### DIRECTIONS:
Rewrite the records below, swapping each occurrence of "drop a marker" for "place a point" and leaving everything else unchanged.

### RAW DATA:
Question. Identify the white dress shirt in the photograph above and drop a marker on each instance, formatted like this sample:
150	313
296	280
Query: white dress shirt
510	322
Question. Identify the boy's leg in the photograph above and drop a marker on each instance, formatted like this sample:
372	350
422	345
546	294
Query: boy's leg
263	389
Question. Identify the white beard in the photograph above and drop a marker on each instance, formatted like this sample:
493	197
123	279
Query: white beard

### ANSWER FOR THIS EXERCISE:
Question. Identify the white dress shirt in the photograph above and place a point on each instance, formatted like this sample:
150	313
296	280
Query: white dress shirt
510	322
Question. Identify the boy's leg in the photograph above and place a point on each instance, formatted like this sample:
372	350
422	345
546	294
Query: boy's leg
263	389
Question. Identify the white beard in the photograph above and place a point on each instance, formatted like this sample:
493	197
123	279
Query: white beard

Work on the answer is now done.